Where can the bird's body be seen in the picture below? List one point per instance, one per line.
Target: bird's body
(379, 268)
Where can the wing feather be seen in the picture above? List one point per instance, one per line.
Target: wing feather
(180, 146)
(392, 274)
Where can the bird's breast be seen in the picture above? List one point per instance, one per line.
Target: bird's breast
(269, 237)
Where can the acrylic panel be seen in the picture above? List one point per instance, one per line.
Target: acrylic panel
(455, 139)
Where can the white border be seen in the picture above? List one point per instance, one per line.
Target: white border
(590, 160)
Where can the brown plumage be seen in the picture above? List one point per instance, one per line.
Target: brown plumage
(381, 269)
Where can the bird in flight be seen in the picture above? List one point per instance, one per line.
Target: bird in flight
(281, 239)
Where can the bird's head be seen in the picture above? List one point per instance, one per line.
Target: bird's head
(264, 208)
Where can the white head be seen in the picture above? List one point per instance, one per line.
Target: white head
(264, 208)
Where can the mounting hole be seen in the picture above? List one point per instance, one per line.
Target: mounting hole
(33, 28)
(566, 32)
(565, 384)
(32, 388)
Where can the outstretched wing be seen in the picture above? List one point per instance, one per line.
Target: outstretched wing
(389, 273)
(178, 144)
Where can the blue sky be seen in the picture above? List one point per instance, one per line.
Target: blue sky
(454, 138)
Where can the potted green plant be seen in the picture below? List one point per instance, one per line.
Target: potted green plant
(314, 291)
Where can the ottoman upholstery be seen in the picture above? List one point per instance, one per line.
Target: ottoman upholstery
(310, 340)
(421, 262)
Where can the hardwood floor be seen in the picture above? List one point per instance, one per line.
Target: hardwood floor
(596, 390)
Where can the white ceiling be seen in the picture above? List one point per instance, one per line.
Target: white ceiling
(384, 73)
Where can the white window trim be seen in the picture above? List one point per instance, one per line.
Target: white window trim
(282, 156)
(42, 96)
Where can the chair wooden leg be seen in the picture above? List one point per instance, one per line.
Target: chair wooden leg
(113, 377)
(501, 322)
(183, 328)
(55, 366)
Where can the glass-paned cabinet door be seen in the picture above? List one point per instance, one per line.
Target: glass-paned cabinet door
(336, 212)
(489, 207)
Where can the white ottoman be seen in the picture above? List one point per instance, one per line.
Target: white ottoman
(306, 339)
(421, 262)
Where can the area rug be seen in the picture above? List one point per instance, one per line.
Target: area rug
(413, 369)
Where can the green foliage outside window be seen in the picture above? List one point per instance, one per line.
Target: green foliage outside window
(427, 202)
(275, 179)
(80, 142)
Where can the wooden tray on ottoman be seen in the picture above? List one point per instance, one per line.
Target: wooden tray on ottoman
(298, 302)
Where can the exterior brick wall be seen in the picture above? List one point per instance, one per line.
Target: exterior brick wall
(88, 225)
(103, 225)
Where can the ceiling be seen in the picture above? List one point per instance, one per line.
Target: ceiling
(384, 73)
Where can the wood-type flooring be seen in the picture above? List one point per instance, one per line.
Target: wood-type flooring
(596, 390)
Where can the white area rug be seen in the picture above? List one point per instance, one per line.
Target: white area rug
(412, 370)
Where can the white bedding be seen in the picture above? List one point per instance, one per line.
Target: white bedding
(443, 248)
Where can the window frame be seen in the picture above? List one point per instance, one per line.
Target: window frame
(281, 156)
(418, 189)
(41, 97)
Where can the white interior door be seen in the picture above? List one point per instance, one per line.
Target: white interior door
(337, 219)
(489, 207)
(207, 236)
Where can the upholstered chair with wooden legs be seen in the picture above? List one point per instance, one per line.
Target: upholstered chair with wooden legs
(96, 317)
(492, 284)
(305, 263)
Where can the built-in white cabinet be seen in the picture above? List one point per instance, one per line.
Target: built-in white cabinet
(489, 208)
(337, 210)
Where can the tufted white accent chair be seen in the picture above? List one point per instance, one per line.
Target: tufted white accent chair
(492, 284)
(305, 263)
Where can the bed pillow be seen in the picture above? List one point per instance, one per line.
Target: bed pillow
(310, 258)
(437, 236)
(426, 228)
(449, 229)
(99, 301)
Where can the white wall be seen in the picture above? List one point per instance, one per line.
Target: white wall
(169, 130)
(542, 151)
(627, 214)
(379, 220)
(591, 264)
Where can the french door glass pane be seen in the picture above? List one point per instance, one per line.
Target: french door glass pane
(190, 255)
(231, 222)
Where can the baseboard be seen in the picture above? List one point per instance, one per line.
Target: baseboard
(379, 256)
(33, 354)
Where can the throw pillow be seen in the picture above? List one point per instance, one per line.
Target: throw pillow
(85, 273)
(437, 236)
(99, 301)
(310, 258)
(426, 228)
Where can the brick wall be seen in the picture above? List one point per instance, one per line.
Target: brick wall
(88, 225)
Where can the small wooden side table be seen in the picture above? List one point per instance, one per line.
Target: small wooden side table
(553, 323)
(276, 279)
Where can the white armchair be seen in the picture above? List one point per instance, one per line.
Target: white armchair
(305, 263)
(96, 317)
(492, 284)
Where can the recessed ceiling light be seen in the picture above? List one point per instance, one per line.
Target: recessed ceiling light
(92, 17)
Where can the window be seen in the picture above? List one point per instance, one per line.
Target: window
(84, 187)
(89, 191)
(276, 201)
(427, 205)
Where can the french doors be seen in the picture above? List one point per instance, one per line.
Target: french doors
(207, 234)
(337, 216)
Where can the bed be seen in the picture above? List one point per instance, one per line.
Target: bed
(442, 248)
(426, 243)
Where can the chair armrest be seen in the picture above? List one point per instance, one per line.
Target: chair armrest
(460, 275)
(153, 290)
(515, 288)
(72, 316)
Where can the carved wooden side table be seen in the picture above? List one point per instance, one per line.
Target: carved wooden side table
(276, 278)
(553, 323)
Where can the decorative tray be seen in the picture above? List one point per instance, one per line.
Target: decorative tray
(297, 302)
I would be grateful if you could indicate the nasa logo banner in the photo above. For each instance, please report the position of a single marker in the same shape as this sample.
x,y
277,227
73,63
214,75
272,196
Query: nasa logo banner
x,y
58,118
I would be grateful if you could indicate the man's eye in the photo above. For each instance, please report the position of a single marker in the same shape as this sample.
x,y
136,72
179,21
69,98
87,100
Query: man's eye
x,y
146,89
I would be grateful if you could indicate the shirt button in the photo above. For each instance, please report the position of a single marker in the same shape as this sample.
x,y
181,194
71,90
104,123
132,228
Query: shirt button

◆ ◆ ◆ ◆ ◆

ABOUT THIS EXERCISE. Restate the data above word for word, please.

RESPONSE BOX.
Where can the bird's body be seen in the picture below? List one point per instance, one per line.
Target: bird's body
(379, 268)
Where can the wing feather be seen in the picture above? List one point per instance, one per line.
Target: wing feather
(180, 146)
(392, 274)
Where can the bird's breast be seen in the picture above? List one point per instance, one per line.
Target: bird's breast
(269, 237)
Where can the acrylic panel be seen in the picture above? List one point per instance, one per line.
Target: acrylic panel
(455, 139)
Where can the white border be seen in the picture above? List one point per instance, one per line.
Target: white border
(590, 160)
Where can the brown plumage be seen in the picture above? List one point per instance, one per line.
Target: brown plumage
(381, 269)
Where can the bird in flight be seen in the picture above? List one point per instance, one per line.
Target: bird in flight
(281, 239)
Where can the bird's head be seen in the picture above? List one point per instance, one per line.
Target: bird's head
(264, 208)
Where can the white head be seen in the picture above? List one point per instance, one per line.
Target: white head
(264, 208)
Where can the mounting hole be seen in the picture above? List one point per instance, one per line.
Target: mounting hole
(33, 28)
(566, 32)
(565, 384)
(32, 388)
Where can the outstretched wing be seen in the picture above? List one point per instance, one per line.
Target: outstretched wing
(389, 273)
(178, 144)
Where can the blue sky be seen in the picture above? List one point per instance, one per line.
Target: blue sky
(454, 138)
Where can the potted green plant be seen in the picture below? List one point per instance, one per line.
Target: potted green plant
(314, 291)
Where can the ottoman upholstery be seen in the picture above? List one point per instance, one per line.
Target: ottoman upholstery
(310, 340)
(421, 262)
Where can the hardwood floor be seen in the picture above? List one point per instance, one per line.
Target: hardwood floor
(596, 390)
Where can the white ceiling be seen in the picture above? List one point per instance, one per line.
Target: white ceiling
(384, 73)
Where can the white window trim be seen in the picture above? List one point per instance, one per line.
Target: white window trim
(282, 156)
(42, 96)
Where can the chair wooden leg be seen in the picture above? List one point per instance, one per line.
Target: chair wooden leg
(113, 377)
(501, 322)
(183, 328)
(55, 366)
Where can the glass-paned cabinet door be seen in the picture above? List one point per instance, one per line.
Target: glass-paned cabinet door
(336, 212)
(489, 207)
Where can the white ottoman be seen in the picture above? List one point per instance, one per line.
Target: white ottoman
(306, 339)
(421, 262)
Where can the area rug be seen in the picture above? List one point per instance, one per line.
Target: area rug
(413, 369)
Where can the green foliage outside window be seen in the picture above? List one point per instance, one per line.
Target: green foliage outside window
(427, 202)
(275, 179)
(80, 142)
Where can the wooden tray on ottoman be seen in the picture above? List one point per instance, one per line.
Target: wooden tray on ottoman
(298, 302)
Where can the exterior brick wall be seen in the picture above? List one point per instance, one per line.
Target: exterior brick wall
(88, 225)
(103, 225)
Where can the ceiling be seen in the picture above? List one point per instance, one per line.
Target: ceiling
(384, 73)
Where can the wood-type flooring be seen in the picture above? List one point per instance, one per line.
Target: wood-type flooring
(596, 390)
Where can the white area rug be seen in the picture above? List one point per instance, one per line.
Target: white area rug
(412, 370)
Where can the white bedding be seen in the picture above? List one point per instance, one per line.
Target: white bedding
(443, 248)
Where can the window frame be seen in the picture above? List one point per instance, one per line.
Target: window frame
(281, 156)
(418, 189)
(41, 97)
Where can the white interior door be seen in the picture above? List one point per instance, one per line.
Target: white interior door
(337, 219)
(489, 207)
(207, 236)
Where can the upholstered chair with wooden legs be seen in the picture above? List one point per instance, one per line.
Target: upholstered chair with wooden legs
(96, 317)
(492, 284)
(305, 263)
Where can the built-in white cabinet be seen in the picture above? List one point per instance, one per line.
Target: built-in white cabinet
(489, 208)
(337, 210)
Where can the tufted white accent chair be seen in the picture above? List one point per instance, one per line.
Target: tufted white accent chair
(492, 284)
(305, 263)
Where can the bed pillow be seen in the picture above? List one point per instance, one per line.
Target: bed pillow
(310, 258)
(437, 236)
(426, 228)
(449, 229)
(99, 301)
Where can the white wall be seen in the picture above? List one point per instance, one per line.
Target: white wall
(169, 130)
(542, 151)
(627, 214)
(379, 220)
(591, 264)
Where can the french door glass pane be seen in the picture above? List one point per instance, one per line.
Target: french door glass pane
(190, 255)
(231, 222)
Where can the baseboard be seen in the picture above? List one point per instance, one per line.
Target: baseboard
(379, 256)
(33, 354)
Where can the throw pillow be seen in the picture above? List one point per instance, one per line.
Target: throw pillow
(85, 273)
(437, 236)
(99, 301)
(310, 258)
(426, 228)
Where can the brick wall be seen in the picture above? List one point per instance, one per line.
Target: brick wall
(88, 225)
Where can the small wooden side table be seen in the picture above? List one point per instance, one per line.
Target: small wooden side table
(553, 323)
(276, 279)
Where can the white armchair be seen in the picture above? List one point per instance, one per line.
Target: white armchair
(305, 263)
(96, 317)
(492, 284)
Where can the recessed ceiling light be seen in the picture above? List one point per instance, one per line.
Target: recessed ceiling light
(92, 17)
Where can the window be seen in the picture above? List one point per instance, one per line.
Target: window
(84, 187)
(89, 191)
(276, 201)
(427, 205)
Where can the french doors be seen in the picture above? List one point per instance, one per line.
Target: french doors
(207, 234)
(337, 216)
Where can the bed be seen in the picture above? List one point per instance, one per line.
Target: bed
(442, 248)
(426, 243)
Where can the chair armrest be seen in the picture above? List one point per instance, one per line.
Target: chair armrest
(460, 275)
(153, 290)
(515, 288)
(72, 316)
Where can the carved wooden side table be seen in the picture above? List one point per instance, one per line.
Target: carved wooden side table
(276, 278)
(553, 323)
Where can the decorative tray be seen in the picture above? List one point per instance, one per line.
Target: decorative tray
(297, 302)
I would be grateful if you could indicate the nasa logo banner in the photo above. For each instance, please report the position of a single marker in the same shape as this sample.
x,y
277,227
73,63
214,75
272,196
Query: nasa logo banner
x,y
58,118
I would be grateful if you could indicate the man's eye in the photo above. For each instance, please report the position of a single marker in the same shape as this sample.
x,y
136,72
179,21
69,98
87,100
Query: man's eye
x,y
146,89
I would be grateful if you could indicate the shirt button in the photo above. For each instance, please report the position of a single marker in the same shape as this sample.
x,y
181,194
71,90
104,123
132,228
Query: shirt button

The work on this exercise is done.